• **HOW TO COMPLETE THIS TASK**:
The full set of records is to be reproduced verbatim.

Extracted records:
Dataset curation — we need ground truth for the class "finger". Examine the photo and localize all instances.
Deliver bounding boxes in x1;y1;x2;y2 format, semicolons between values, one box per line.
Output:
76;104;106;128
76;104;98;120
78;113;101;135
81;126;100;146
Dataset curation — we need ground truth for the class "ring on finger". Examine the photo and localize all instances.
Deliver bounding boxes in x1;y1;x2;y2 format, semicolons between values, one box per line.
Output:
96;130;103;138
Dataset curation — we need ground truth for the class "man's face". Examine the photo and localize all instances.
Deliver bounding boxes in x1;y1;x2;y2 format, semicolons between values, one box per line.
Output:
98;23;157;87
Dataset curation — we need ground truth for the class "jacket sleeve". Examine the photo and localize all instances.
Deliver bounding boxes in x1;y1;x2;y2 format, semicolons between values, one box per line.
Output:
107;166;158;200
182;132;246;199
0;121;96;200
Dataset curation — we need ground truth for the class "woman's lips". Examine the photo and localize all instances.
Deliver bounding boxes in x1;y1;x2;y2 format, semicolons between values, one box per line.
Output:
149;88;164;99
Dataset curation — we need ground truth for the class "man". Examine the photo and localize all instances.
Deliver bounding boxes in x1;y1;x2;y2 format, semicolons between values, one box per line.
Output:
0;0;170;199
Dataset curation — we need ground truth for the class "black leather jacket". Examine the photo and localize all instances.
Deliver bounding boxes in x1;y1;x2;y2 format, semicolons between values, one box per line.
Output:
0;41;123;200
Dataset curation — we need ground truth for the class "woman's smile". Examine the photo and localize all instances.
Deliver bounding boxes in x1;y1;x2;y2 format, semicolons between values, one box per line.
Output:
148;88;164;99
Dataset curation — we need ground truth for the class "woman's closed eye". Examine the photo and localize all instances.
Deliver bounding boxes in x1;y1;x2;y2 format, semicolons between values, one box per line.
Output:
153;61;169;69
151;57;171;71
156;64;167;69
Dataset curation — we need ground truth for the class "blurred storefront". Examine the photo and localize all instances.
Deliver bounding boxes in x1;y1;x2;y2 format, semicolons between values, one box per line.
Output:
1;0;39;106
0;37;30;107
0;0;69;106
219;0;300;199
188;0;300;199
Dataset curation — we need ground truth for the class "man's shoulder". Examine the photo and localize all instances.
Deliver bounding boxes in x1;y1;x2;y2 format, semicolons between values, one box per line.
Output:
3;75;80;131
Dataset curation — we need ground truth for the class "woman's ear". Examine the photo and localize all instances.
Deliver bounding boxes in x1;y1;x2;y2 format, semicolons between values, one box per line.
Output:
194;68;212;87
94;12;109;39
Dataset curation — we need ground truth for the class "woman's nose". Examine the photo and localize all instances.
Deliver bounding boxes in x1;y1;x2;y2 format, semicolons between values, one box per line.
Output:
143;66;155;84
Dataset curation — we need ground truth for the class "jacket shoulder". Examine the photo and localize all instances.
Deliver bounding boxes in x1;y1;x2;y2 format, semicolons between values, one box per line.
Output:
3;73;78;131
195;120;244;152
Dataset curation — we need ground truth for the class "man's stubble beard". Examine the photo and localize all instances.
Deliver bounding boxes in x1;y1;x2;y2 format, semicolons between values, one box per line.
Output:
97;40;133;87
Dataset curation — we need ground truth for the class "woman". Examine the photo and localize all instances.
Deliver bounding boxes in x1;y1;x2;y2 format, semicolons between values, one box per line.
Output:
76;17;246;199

• **REPLY**:
Dataset curation — we need ground truth for the class "finger". Examine the photo and localize all instances.
Deliver bounding boxes in x1;y1;x2;y2 format, semicolons between values, one box per line.
Output:
76;104;106;128
76;104;98;120
78;113;101;135
81;126;100;146
Dataset curation — we need ground truth for the class "ring on finger". Examine the photo and localize all instances.
Deliver bounding boxes in x1;y1;x2;y2 format, semicolons between values, one box per line.
Output:
96;130;103;138
Dataset curation — we need ground truth for the class "man's face". Examine the photo and localize all instances.
Deliver bounding boxes in x1;y1;x2;y2 format, semicolons between values, one box per line.
Output:
98;23;157;87
Dataset curation — we need ground truth for the class "jacket sleeve". Examine the photo and localize all instances.
Deliver bounding boxes in x1;y1;x2;y2 format, semicolons between values, one box per line.
Output:
107;166;158;200
182;132;246;199
0;121;96;200
Dataset curation — we need ground truth for the class "woman's lips". Examine the photo and localize all instances.
Deliver bounding boxes in x1;y1;x2;y2 format, semicolons between values, one box per line.
Output:
149;88;164;99
Dataset curation — we need ground truth for the class "man". Examine the photo and localize all instances.
Deliver bounding boxes in x1;y1;x2;y2 format, semicolons between values, one box per line.
Output:
0;0;170;199
Dataset curation — we need ground truth for the class "black leather jacket". Examine the photo and localize all instances.
Deliver bounding boxes in x1;y1;x2;y2 format, semicolons between values, one box per line.
Output:
0;41;123;200
Dataset curation — we need ground truth for the class "woman's smile". Examine the photo and localize all instances.
Deliver bounding boxes in x1;y1;x2;y2 format, semicolons between values, one box per line.
Output:
148;88;164;99
Dataset curation — we need ground truth for the class "woman's closed eye". Examine the photo and localize all instances.
Deliver bounding boxes in x1;y1;x2;y2 format, semicolons between values, one box per line.
Output:
153;61;169;69
151;57;171;71
156;64;167;69
Dataset curation — we need ground truth for the class "blurred storefront". Examine the photo and localize all instances.
Deliver bounding boxes in x1;y1;x2;y2 format, semicolons between values, one box per line.
Output:
1;0;39;106
0;37;30;107
0;0;69;106
219;0;300;199
188;0;300;199
Dataset curation — we need ground truth for the class "man's shoulder". Examine the photo and localize all instances.
Deliver bounding boxes in x1;y1;x2;y2 format, semicolons between values, one box per line.
Output:
3;75;80;131
Dataset curation — we need ground truth for the class "woman's ear". Examine the photo and localize all instances.
Deliver bounding boxes in x1;y1;x2;y2 format, semicolons between values, one box per line.
Output:
194;68;212;87
94;12;109;39
Dataset curation — we need ground truth for the class "woman's nose". Examine the photo and localize all instances.
Deliver bounding boxes in x1;y1;x2;y2 format, semicolons between values, one box per line.
Output:
143;66;155;84
Dataset curation — we need ground truth for the class "jacket shoulder". Examine the photo and localize all instances.
Deliver bounding boxes in x1;y1;x2;y2 format, semicolons between values, one box per line.
Output:
3;73;78;131
195;120;244;152
Dataset curation — we need ground truth for the class "man's stubble beard". Examine the photo and localize all instances.
Deliver bounding boxes in x1;y1;x2;y2 format, semicolons between values, one box per line.
Output:
97;40;133;87
Dataset curation — we need ground truth for the class "woman". Examine the photo and localize all instances.
Deliver bounding boxes in x1;y1;x2;y2 format, semicolons between values, one box per line.
Output:
76;17;246;199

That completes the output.